── Dataset extract ──

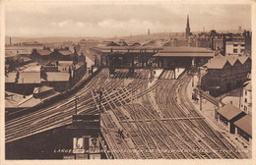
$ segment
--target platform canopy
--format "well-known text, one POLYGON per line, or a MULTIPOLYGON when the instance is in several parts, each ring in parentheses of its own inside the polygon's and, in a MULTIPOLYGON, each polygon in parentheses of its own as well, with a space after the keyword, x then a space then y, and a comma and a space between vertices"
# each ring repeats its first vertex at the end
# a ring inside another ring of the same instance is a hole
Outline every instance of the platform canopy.
POLYGON ((164 47, 154 57, 208 57, 213 58, 215 53, 211 49, 201 47, 164 47))
POLYGON ((242 131, 244 131, 246 134, 248 134, 249 136, 252 136, 252 118, 249 115, 246 115, 244 117, 242 117, 241 119, 237 120, 236 122, 234 122, 233 124, 238 127, 239 129, 241 129, 242 131))
POLYGON ((98 46, 93 47, 92 50, 101 53, 143 53, 157 52, 161 50, 160 46, 98 46))
POLYGON ((234 117, 243 113, 240 109, 236 108, 231 104, 226 104, 218 110, 218 113, 224 117, 226 120, 230 121, 234 117))

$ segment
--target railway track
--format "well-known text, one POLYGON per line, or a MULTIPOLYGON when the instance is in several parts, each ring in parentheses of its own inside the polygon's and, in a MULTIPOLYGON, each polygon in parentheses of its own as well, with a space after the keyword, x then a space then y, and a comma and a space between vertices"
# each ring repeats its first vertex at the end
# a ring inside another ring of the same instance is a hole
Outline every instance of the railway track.
POLYGON ((173 80, 173 71, 163 71, 150 86, 149 74, 136 70, 131 79, 128 70, 116 70, 110 79, 102 70, 75 95, 8 121, 6 142, 71 124, 78 98, 78 114, 101 112, 101 133, 113 158, 242 158, 188 101, 185 93, 191 78, 186 73, 173 80), (118 130, 123 130, 124 138, 118 130))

───

List every line of the material above that contains the string "platform", copying each line in full. Matches must have the same case.

--target platform canopy
Outline every instance of the platform canopy.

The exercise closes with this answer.